Records excerpted from a collection>
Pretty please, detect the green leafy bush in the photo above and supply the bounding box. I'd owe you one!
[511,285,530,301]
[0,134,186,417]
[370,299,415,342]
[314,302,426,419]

Task directions> All records are to be printed again, exactly and completely.

Exercise answer>
Pretty please, detect the green leafy bush in the photo above and supply the bounding box. I'd owe you one!
[511,285,530,301]
[0,134,186,417]
[370,299,415,342]
[314,302,426,419]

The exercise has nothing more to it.